(Exercise task): Reproduce the passage from the hang gliding story, from "All this talk" up to and including "at Dunlap, California.".

-- begin Document segment --

Paul Gazis is a California hang glider pilot. The following stories appeared on the Internet hang gliding mailing list (hang-gliding@lists.utah.edu). Reprinted with permission of the author.
All this talk of hawks attacking gliders -- I've seen quite a few instances of this myself -- reminds me of some encounters I had at Dunlap, California.

Another Bird Story
or
Sometimes The Hang Glider Wins

For those of you who have not seen it (and also those of you who have), Dunlap, California, is a thermal soaring site in the Eastern Sierra, 40 miles northeast of Fresno. It's a reliable site, soarable the year round, with a launch and landing that are challenging, but not too horribly bad. It's a good place for Novice pilots to gain altitude experience, Intermediate pilots to develop thermaling skills, and more ambitious pilots to start going XC. The best time of year is in the spring -- April through June -- when the valleys are warm, the upper air is cold, and the thermals are big, smooth, fat, and tall.

Dunlap is a very pretty site. Like most ridges in the Eastern Sierra, it gets sufficient rainfall in the spring that the slopes are green, the meadows are filled with flowers, and the mountains to the west are covered with snow. Spring also brings clouds of harmless insects: mayflies, dragonflies, moths and the like. These insects are food for flocks of swifts, that climb, bank, turn, and dive with superlative skill in pursuit of their diminutive prey.

It is with one of these swifts that my tale is concerned. The year was 1988, the month was May, and I was cruising high over launch in my beloved old Eclipse-17. (Yes, this happened long ago, when men were men, birds were birds, and inexperienced pilots learned to fly on gliders with neutral roll stability). A flash of movement caught my eye. I looked up, and saw a swift headed straight towards me.

-- end Document segment --
-- begin Entries provided --

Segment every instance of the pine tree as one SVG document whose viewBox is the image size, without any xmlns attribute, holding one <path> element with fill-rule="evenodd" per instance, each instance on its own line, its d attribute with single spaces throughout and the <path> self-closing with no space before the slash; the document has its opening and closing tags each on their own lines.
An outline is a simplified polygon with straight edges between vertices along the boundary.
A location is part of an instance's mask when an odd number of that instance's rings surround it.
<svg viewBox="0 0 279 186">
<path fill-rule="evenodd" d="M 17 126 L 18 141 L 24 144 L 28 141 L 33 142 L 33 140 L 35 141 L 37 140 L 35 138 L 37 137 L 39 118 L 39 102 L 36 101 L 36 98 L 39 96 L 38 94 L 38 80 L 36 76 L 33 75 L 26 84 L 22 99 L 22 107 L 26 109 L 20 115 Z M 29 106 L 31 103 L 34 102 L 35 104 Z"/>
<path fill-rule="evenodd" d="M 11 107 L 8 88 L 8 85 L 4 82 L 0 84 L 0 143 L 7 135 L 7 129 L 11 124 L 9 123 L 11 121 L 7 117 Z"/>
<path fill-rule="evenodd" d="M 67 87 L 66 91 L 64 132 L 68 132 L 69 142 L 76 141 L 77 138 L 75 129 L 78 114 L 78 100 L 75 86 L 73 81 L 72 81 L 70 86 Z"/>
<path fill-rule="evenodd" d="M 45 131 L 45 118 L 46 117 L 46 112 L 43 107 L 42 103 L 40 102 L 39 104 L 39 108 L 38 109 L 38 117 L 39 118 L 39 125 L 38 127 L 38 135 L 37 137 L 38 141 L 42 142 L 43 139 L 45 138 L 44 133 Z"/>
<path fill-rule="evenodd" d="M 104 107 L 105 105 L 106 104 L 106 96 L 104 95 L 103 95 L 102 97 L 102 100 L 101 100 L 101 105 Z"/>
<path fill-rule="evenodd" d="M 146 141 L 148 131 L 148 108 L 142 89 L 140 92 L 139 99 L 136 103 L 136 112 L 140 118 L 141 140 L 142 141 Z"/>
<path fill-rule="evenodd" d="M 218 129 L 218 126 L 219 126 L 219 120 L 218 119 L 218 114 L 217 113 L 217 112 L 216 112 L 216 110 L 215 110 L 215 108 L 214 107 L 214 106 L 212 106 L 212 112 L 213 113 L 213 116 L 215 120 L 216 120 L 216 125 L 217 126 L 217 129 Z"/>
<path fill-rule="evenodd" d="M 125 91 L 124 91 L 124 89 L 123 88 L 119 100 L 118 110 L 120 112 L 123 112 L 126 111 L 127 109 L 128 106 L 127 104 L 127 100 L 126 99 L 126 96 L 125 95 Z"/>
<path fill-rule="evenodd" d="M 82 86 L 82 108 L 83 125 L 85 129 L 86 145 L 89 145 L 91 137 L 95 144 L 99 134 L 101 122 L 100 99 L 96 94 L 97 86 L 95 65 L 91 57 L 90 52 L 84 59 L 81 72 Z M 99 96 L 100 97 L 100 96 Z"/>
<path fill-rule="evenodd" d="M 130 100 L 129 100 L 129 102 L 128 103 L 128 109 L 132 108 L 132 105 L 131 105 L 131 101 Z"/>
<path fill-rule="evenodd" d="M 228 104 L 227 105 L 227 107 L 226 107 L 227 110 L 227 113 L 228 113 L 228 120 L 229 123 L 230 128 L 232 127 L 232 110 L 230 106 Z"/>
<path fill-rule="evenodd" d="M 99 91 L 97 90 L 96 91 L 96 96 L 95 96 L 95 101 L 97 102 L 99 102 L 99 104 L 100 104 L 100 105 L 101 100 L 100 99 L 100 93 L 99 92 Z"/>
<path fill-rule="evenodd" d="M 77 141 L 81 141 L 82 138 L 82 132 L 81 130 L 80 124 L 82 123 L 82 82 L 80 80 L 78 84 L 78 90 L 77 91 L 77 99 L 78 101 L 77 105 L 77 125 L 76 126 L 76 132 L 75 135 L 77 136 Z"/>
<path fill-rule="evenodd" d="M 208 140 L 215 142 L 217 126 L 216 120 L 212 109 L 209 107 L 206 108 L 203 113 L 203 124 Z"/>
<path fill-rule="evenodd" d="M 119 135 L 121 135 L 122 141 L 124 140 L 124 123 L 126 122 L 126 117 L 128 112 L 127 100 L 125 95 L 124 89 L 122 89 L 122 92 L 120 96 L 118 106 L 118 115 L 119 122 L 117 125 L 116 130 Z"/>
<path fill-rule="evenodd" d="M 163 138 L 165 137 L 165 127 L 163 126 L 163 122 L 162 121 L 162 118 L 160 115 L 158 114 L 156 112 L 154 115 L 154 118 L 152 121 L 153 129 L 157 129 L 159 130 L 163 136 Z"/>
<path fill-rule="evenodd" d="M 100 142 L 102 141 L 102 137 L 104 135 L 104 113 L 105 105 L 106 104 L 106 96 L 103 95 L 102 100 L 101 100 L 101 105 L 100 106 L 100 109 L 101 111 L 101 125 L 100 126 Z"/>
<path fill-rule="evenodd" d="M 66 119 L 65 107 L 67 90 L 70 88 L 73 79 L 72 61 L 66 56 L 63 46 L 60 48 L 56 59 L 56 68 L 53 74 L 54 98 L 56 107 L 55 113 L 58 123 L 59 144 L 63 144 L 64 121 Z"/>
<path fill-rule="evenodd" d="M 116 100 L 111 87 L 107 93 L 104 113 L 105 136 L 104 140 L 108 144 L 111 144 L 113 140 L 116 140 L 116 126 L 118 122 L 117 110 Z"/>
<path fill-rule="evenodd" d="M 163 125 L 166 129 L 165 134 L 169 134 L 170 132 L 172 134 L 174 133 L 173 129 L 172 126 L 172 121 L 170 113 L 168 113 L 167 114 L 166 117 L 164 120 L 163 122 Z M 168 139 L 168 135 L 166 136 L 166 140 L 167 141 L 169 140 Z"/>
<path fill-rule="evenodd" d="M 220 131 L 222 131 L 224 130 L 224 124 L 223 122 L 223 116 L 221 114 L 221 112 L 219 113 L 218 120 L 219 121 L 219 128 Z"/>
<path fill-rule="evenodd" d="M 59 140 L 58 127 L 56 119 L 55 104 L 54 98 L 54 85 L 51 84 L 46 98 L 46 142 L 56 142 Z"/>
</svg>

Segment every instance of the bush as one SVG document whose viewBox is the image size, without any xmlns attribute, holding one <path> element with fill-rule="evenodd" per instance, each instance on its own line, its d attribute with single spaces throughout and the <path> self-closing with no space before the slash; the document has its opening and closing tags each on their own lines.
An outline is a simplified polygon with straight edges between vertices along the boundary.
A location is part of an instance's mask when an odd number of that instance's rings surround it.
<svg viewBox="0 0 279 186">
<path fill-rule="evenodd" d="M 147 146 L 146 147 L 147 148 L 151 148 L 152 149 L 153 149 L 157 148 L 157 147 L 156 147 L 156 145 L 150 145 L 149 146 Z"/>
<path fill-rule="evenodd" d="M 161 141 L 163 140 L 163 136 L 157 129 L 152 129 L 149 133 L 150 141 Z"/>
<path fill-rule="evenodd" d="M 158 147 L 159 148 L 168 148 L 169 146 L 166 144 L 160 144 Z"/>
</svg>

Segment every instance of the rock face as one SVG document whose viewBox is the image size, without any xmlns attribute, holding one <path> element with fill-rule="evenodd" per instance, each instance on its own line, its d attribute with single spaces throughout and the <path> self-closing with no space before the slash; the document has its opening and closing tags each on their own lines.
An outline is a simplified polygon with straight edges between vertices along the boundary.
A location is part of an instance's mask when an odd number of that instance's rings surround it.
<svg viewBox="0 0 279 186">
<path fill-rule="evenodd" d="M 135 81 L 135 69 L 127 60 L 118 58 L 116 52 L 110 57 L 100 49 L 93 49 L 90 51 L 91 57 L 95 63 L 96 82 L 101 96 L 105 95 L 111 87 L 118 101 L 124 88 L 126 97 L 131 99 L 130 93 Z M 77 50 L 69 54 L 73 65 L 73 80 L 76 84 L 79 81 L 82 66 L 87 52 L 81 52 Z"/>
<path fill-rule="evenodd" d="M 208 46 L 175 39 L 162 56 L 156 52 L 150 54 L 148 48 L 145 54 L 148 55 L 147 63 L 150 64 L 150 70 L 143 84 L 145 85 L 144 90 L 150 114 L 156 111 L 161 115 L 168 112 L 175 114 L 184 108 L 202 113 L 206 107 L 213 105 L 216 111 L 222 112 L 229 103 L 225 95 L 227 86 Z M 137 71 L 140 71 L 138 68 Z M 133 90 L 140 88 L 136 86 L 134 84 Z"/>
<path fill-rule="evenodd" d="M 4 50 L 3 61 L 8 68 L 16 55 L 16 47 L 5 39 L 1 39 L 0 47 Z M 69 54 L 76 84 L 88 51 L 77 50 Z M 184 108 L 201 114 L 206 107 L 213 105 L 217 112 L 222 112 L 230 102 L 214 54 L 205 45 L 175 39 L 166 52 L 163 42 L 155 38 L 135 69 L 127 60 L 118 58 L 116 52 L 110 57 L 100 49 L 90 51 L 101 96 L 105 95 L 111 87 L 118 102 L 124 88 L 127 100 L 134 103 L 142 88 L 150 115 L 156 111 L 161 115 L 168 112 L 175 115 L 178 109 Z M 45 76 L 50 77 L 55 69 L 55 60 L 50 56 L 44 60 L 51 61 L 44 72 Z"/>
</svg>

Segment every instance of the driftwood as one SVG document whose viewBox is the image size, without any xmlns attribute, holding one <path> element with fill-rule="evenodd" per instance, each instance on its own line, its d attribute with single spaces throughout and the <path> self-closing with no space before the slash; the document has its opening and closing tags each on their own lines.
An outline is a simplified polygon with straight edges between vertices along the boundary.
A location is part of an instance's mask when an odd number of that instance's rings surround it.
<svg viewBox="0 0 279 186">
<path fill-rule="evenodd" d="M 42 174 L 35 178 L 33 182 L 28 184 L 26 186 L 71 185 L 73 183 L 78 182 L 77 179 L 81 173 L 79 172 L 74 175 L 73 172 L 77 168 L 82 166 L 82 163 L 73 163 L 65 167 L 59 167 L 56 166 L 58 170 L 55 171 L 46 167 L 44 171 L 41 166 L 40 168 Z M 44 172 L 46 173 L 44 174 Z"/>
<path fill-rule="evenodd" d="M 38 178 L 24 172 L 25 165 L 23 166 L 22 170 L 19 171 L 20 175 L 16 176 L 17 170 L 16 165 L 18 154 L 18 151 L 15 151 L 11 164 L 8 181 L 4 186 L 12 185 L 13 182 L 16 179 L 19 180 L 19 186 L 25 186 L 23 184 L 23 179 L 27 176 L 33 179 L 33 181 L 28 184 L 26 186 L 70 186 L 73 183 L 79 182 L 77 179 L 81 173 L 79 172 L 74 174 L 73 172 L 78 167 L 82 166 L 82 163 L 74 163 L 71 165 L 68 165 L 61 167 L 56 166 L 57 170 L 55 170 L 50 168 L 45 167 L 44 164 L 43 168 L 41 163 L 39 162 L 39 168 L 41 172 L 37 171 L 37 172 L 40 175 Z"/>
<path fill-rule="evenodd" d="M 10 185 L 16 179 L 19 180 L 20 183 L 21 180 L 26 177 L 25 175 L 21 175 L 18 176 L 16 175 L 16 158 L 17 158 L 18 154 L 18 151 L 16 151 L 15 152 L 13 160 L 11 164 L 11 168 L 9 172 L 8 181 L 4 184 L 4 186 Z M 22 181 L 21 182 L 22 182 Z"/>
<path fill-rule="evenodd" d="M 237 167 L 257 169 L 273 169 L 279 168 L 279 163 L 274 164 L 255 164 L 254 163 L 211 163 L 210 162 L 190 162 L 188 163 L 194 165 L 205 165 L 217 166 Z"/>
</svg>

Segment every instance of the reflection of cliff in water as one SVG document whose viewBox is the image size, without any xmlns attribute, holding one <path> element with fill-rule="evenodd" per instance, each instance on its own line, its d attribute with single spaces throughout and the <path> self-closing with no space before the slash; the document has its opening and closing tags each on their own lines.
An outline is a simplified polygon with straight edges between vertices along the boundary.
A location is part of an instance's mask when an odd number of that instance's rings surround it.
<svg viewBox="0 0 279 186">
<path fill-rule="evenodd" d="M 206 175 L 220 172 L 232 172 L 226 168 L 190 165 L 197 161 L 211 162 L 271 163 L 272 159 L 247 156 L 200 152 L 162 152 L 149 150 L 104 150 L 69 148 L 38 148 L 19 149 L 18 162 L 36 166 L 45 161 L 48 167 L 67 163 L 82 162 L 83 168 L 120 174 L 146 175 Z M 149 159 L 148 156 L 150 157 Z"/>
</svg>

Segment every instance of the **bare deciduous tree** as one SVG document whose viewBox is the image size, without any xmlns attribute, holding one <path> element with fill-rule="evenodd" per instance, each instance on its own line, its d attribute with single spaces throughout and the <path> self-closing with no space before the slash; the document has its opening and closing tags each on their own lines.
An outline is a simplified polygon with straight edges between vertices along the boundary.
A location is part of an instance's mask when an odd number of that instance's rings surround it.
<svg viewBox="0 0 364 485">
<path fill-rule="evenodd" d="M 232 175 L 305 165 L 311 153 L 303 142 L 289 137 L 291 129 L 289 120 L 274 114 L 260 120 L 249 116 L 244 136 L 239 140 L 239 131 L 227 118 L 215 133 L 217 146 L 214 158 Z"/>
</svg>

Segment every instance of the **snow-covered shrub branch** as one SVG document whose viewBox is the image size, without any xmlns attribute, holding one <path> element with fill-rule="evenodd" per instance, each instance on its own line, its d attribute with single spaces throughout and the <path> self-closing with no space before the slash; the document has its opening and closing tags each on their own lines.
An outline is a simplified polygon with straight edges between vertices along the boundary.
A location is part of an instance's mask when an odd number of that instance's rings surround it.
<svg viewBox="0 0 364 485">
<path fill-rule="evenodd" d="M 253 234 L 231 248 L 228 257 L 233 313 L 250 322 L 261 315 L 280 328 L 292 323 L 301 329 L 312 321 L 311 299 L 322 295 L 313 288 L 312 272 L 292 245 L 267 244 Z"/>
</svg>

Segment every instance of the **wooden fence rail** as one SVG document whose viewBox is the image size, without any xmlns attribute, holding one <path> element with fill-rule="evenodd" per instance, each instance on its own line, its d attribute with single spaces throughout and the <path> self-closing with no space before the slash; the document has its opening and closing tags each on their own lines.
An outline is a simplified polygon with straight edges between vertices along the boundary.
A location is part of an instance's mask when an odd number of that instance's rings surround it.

-- end Entries provided --

(Problem solution):
All this talk of hawks attacking gliders -- I've seen quite a few instances of this myself -- reminds me of some encounters I had at Dunlap, California.